* [Work order]
Summarize the article about Ehrlich's MARC campaign pitch in two sentences.

* [Passage]
★ ★ ★
Ehrlich pledges improved MARC service
Former Maryland governor Robert L. Ehrlich Jr. (R) is seeking to parlay the experience of riders on last month's "hell train" -- and complaints more generally about MARC commuter rail service -- into support for his comeback campaign.
Ehrlich invited the media to watch Thursday as he met in a Baltimore County cafe with one of the 900 passengers who were stranded on a sweltering Penn Line train for more than two hours on June 21.
The meeting, which was filmed by Ehrlich's campaign, follows the launch of a Commuters for Ehrlich group -- with an accompanying Facebook page -- and the posting on Ehrlich's Web site of a video detailing one passenger's frustrations with the MARC system.
"We will endeavor to do better," Ehrlich said at the conclusion of Thursday morning's meeting.
The O'Malley campaign contends that Ehrlich's effort is on track to go nowhere.
"If he wants to take this issue and politicize it, he does so at his own peril," said O'Malley spokesman Rick Abbruzzese, who forwarded along statistics showing significantly higher operating and capital spending on MARC service and increased ridership during the O'Malley administration compared to the Ehrlich administration. "If you compare the two administrations, there is no comparison."
Ehrlich lobbed questions and listened at a back table at the Captain's Cafe in Middle River as Linda King talked about delays that plague her daily commuting experience from a nearby station to northern Virginia and about getting stranded on the Penn Line with her 8-year-old daughter.
"After this particular incident, she became fearful," King said of her daughter, whom she said previously had loved riding the train.
"Did anyone appear to be in charge?" asked Al Redmer, a state Senate candidate from Baltimore County who joined the discussion.
"Absolutely not," King replied.
O'Malley branded the response to the June 21 breakdown "utterly unacceptable" and days later rode the train, which Amtrak operates for the state.
★ ★ ★
Dataset entries
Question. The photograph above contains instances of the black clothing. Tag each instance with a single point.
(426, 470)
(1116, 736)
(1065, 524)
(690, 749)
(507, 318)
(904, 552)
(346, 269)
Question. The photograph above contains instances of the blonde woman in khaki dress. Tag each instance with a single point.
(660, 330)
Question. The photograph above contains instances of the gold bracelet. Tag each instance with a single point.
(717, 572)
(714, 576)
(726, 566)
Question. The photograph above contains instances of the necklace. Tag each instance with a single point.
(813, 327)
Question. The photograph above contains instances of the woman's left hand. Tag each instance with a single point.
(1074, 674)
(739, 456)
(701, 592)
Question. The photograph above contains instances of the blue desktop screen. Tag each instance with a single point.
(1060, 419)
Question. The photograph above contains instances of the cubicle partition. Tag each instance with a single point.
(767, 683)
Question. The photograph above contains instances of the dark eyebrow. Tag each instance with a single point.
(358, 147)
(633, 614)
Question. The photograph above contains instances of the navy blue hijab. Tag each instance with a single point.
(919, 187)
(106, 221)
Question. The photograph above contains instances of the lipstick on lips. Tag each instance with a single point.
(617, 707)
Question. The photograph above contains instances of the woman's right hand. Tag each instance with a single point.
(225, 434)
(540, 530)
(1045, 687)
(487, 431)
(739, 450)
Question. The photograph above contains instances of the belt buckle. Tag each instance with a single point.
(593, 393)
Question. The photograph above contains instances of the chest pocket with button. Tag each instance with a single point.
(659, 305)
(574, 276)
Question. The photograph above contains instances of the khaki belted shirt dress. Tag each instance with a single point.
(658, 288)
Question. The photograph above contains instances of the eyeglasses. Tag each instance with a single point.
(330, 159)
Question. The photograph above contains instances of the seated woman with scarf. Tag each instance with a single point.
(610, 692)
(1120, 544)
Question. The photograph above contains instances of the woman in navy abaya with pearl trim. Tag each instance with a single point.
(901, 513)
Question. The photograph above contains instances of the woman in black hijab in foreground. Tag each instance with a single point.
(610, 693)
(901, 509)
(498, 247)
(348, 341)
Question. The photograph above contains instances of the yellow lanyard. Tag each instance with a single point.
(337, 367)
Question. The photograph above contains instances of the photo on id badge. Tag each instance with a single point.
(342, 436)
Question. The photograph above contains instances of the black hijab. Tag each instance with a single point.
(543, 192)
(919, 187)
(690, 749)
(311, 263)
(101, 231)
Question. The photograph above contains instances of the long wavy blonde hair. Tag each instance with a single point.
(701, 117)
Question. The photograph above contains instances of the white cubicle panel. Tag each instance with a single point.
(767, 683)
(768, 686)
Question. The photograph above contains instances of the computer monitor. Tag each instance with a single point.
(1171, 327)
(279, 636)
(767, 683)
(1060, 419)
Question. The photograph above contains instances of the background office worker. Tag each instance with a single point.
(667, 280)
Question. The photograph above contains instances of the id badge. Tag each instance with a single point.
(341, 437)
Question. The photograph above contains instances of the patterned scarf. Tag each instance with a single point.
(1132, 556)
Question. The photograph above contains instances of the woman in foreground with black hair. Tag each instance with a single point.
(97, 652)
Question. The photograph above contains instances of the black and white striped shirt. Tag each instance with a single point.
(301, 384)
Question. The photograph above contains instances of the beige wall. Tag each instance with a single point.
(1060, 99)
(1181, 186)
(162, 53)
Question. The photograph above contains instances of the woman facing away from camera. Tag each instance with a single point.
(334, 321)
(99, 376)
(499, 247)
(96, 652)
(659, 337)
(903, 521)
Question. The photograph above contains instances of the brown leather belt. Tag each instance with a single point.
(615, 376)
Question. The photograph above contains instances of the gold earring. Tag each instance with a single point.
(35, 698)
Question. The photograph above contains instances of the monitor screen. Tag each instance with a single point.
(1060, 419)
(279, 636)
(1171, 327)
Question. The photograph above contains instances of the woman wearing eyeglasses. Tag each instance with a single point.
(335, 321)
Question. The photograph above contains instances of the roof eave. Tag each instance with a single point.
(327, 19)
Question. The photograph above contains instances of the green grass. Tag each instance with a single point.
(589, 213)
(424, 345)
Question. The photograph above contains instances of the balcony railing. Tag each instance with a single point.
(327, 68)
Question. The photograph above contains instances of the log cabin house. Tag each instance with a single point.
★ ★ ★
* [Output]
Former Maryland governor Robert L. Ehrlich Jr. is seeking support for his comeback campaign by meeting with Linda King, a commuter who was stranded with her 8-year-old daughter on the sweltering Penn Line train on June 21, and by launching a Commuters for Ehrlich group. The O'Malley campaign says the effort is going nowhere and cites higher MARC spending and ridership under O'Malley, who called the response to the breakdown "utterly unacceptable" and later rode the train.